Pointing dataset excerpts:
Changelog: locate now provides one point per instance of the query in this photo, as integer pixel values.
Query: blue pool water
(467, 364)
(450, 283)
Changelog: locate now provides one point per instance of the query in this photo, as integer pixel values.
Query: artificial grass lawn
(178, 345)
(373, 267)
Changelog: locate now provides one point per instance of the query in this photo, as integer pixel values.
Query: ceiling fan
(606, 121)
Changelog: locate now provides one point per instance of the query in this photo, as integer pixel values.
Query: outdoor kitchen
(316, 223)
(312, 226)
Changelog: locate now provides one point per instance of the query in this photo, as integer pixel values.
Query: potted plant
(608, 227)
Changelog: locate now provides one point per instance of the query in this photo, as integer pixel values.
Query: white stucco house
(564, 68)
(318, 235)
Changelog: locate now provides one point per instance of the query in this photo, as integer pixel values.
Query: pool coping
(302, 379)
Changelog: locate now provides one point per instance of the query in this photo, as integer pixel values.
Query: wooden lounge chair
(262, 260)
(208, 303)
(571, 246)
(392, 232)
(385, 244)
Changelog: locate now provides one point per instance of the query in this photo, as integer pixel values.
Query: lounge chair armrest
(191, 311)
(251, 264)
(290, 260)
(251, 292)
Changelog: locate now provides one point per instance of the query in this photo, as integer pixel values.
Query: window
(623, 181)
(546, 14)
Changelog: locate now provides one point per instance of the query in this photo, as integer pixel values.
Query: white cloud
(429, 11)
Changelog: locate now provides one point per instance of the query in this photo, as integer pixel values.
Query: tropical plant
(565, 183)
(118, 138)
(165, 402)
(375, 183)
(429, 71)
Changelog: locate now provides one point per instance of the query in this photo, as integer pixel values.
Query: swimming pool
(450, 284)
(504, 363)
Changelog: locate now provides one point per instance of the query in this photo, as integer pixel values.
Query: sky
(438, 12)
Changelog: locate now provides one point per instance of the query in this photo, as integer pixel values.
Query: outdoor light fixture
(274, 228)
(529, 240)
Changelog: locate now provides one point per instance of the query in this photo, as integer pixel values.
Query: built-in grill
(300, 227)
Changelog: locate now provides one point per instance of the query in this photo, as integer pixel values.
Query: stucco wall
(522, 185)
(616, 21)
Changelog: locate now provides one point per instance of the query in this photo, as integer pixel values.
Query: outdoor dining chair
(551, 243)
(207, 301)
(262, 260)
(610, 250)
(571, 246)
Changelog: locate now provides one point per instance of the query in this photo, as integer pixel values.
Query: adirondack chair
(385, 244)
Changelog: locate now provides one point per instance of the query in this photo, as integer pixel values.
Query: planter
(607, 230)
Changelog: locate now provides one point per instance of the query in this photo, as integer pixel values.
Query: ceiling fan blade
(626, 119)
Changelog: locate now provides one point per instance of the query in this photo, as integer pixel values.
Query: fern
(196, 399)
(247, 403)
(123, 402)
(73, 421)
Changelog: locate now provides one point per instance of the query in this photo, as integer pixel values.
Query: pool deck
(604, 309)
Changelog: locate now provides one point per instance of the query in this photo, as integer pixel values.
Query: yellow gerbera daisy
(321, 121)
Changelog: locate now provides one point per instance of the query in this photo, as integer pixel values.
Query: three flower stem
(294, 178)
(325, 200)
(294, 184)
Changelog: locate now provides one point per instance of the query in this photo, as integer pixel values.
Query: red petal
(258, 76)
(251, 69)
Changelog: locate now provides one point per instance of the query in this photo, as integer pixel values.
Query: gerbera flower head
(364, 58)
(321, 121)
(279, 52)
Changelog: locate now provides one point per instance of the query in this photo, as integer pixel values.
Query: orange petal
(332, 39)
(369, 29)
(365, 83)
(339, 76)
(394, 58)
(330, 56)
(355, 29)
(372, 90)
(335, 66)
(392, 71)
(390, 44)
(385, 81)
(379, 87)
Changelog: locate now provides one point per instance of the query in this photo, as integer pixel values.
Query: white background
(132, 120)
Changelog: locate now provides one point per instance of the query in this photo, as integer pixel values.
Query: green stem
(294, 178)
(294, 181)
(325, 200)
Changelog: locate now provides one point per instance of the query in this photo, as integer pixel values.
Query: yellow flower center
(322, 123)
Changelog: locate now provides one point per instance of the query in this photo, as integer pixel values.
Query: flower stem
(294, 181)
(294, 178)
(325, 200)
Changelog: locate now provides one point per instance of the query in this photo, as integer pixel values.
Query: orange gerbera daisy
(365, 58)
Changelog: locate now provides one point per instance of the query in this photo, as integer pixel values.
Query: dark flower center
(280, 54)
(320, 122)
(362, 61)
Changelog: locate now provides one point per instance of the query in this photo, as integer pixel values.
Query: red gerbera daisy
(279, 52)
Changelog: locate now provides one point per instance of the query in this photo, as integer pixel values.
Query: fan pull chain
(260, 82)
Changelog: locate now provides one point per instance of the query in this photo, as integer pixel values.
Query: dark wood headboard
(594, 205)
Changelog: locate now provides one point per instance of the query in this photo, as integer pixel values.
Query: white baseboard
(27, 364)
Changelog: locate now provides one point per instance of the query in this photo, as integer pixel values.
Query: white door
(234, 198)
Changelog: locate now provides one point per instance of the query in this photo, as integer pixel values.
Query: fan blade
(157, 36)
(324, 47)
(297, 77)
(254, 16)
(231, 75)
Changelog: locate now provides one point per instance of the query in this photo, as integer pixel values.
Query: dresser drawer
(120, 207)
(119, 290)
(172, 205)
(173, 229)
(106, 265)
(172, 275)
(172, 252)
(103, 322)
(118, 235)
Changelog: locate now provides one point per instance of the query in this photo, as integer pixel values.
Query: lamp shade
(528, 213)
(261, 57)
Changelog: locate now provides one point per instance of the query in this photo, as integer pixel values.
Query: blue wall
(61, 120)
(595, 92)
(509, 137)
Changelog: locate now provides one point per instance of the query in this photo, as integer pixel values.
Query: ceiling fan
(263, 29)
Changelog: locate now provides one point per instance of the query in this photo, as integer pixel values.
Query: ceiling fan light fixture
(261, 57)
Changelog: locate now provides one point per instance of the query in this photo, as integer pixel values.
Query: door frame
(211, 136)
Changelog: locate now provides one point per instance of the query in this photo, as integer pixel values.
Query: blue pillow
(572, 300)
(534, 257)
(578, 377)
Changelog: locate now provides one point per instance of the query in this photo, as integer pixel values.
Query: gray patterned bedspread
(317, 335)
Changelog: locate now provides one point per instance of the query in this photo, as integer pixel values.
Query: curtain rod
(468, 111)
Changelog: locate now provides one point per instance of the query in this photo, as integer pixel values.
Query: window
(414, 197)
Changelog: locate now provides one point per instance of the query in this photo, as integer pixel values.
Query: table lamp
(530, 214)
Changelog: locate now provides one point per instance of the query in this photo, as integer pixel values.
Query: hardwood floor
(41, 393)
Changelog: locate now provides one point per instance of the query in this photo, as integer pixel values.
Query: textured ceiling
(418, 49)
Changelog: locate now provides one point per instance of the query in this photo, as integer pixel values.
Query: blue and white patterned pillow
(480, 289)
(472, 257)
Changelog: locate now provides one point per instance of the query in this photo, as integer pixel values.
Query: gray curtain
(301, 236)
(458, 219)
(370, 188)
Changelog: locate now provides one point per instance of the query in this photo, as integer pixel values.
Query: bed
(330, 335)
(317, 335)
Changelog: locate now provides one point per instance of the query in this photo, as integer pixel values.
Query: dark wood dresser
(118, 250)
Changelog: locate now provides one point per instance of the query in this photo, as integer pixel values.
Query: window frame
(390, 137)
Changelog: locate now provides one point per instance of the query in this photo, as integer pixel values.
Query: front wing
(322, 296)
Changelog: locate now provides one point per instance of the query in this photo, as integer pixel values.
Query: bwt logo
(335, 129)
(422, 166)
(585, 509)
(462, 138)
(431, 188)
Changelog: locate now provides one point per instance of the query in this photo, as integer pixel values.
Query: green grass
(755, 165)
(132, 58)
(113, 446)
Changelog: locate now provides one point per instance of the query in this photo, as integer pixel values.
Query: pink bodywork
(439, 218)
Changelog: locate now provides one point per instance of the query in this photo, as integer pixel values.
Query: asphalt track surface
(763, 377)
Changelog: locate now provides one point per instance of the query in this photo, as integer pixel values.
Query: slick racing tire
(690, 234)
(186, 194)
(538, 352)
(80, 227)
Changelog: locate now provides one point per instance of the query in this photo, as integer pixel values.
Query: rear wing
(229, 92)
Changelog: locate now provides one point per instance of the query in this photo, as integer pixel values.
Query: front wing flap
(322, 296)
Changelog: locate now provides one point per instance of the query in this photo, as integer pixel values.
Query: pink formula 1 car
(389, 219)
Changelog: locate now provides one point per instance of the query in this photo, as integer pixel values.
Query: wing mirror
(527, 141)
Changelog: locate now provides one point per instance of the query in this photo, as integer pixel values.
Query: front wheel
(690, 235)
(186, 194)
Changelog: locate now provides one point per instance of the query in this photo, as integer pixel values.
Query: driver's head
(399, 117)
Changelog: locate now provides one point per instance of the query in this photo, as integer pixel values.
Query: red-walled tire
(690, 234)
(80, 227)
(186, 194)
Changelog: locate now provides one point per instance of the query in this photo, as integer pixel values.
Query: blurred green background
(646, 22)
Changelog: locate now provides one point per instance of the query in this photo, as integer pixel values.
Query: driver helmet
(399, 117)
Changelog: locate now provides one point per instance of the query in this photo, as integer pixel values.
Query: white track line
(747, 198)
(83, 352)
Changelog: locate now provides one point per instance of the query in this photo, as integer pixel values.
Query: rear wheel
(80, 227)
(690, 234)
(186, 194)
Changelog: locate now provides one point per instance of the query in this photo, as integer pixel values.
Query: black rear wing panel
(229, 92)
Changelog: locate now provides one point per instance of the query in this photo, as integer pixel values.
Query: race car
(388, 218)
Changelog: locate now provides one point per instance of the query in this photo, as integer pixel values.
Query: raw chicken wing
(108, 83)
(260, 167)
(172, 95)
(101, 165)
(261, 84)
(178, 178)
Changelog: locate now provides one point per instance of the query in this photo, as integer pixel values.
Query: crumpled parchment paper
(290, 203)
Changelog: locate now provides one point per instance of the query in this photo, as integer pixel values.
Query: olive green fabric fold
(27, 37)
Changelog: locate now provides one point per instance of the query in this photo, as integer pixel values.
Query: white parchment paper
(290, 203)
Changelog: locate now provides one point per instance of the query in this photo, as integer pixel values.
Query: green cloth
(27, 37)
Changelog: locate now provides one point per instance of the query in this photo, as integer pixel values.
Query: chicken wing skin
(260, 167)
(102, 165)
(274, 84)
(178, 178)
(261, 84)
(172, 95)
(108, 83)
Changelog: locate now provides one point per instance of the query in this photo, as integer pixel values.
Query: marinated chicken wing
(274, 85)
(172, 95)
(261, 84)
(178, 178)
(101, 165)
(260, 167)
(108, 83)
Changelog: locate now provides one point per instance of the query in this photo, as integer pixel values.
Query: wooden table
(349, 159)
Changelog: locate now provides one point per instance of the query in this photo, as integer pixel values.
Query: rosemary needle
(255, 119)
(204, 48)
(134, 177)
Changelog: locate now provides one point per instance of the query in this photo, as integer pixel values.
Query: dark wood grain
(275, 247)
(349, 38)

_Task to complete:_ Find each line in the entries above that contains the string "ceiling", and copy those lines out in full. Case counts when matching.

_Solution:_
Query: ceiling fan
Query: ceiling fan blade
Query: ceiling fan
Query: ceiling fan light fixture
Query: textured ceiling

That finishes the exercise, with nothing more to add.